## Work order
After removing every image, reproduce the data exactly as it appears.

Image point grounding data:
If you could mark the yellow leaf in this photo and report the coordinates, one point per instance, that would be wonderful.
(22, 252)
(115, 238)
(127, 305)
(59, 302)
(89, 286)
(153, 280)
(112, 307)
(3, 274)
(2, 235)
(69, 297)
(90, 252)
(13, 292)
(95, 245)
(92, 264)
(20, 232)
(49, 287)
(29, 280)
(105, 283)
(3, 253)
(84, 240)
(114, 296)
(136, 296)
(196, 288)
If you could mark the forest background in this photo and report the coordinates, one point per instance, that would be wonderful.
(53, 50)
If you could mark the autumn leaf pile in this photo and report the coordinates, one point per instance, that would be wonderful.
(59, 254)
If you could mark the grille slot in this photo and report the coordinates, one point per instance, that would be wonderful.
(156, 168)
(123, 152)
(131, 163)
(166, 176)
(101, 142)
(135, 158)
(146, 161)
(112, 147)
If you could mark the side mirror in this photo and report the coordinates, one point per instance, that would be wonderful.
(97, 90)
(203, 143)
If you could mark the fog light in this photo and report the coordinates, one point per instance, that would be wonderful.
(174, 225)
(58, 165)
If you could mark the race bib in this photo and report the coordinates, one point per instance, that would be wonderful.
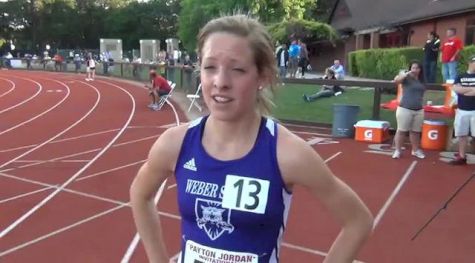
(245, 194)
(196, 253)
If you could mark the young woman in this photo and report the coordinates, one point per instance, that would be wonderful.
(410, 112)
(327, 90)
(233, 169)
(91, 68)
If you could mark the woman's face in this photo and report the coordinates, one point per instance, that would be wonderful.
(229, 76)
(415, 69)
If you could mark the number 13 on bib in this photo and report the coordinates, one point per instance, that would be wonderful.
(245, 194)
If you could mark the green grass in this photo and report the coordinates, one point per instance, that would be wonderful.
(291, 106)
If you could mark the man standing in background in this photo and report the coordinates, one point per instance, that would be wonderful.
(431, 54)
(450, 51)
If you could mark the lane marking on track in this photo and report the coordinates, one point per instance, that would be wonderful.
(332, 157)
(42, 161)
(396, 190)
(109, 170)
(136, 239)
(25, 101)
(57, 135)
(56, 232)
(26, 194)
(11, 89)
(72, 178)
(75, 192)
(133, 245)
(39, 115)
(306, 126)
(78, 154)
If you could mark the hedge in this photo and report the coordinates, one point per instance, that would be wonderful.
(385, 63)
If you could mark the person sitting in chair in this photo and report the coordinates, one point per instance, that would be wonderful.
(159, 87)
(327, 90)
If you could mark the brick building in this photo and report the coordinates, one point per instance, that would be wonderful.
(364, 24)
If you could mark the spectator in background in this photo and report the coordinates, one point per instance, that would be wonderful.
(464, 123)
(91, 67)
(294, 57)
(431, 54)
(410, 112)
(327, 90)
(58, 61)
(77, 62)
(159, 87)
(337, 67)
(450, 55)
(304, 59)
(282, 57)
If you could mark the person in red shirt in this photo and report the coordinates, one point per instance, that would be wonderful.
(450, 52)
(158, 87)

## Exercise answer
If you could mark the yellow leaf in this photo and report the coordinates, one point per instance, that would be wonderful.
(22, 252)
(115, 238)
(127, 305)
(59, 302)
(89, 286)
(153, 280)
(112, 307)
(3, 274)
(2, 235)
(69, 297)
(90, 252)
(13, 292)
(95, 245)
(92, 264)
(20, 232)
(49, 287)
(29, 280)
(105, 283)
(3, 253)
(84, 240)
(114, 296)
(136, 296)
(196, 288)
If you could mark the forest background in this photo and report the coordinates, one point per instance, that would be wonderful.
(53, 50)
If you could mark the autumn leaf pile in this photo and report the coordinates, one point per instance, that would be wonderful.
(59, 254)
If you could mark the grille slot in this photo and report the coordinates, one point per instance, that would be wonderful.
(156, 168)
(123, 152)
(131, 163)
(166, 176)
(101, 142)
(135, 158)
(146, 161)
(112, 147)
If you could mark the side mirror in this photo and report the coordinates, one point per instance, that would be wonderful.
(97, 90)
(203, 143)
If you could mark the fog light in this photo and report the coordinates, one point per instance, that would be wonderful.
(174, 225)
(58, 165)
If you could mark the race bib in this photo and report the coordinates, one point per instance, that would be wonderful.
(245, 194)
(196, 253)
If you could mark the young woman in this photo and report the coordinates, one point per instance, that would be wonderful.
(410, 112)
(327, 90)
(233, 169)
(91, 68)
If you could mark the woman's face in this photo and report the coordinates, one point per instance, that would be wonderful.
(229, 76)
(415, 69)
If you could mark the number 13 on bib in this photo and report the coordinates, one point per instance, that would be wonderful.
(245, 194)
If you could mark the green grass in this photo and report the coordinates, one point per instance, that would be wonderful.
(291, 106)
If you could mark the man standing in background in this photo and report the coordinates, one point per instance, that would be wonderful.
(431, 54)
(450, 51)
If you could mark the lane marking on track in this photo and report the coordinates, one point per instance, that would be wonderful.
(332, 157)
(42, 161)
(396, 190)
(109, 170)
(136, 239)
(25, 101)
(57, 135)
(56, 232)
(26, 194)
(11, 89)
(72, 178)
(75, 192)
(133, 245)
(39, 115)
(306, 126)
(78, 154)
If you could mark the hedge in this photo and report the coordinates, one point per instance, that would be wonderful.
(385, 63)
If you could mark the person sitting in chair in this photo and report the coordinates, one point per instance, that would be wonderful.
(159, 87)
(327, 90)
If you could mark the brick building in this photo and report the coordinates, one point per instance, that would be wonderful.
(364, 24)
If you could mark the spectator in background in this photo and report the coordinates, one point per instance, that would be wonderful.
(464, 123)
(91, 67)
(294, 57)
(431, 54)
(410, 112)
(327, 90)
(58, 61)
(77, 62)
(159, 87)
(337, 67)
(450, 55)
(304, 59)
(282, 57)
If you could mark the person in red shirt in this photo and report the coordinates, one point per instance, that would be wonderful.
(450, 52)
(158, 87)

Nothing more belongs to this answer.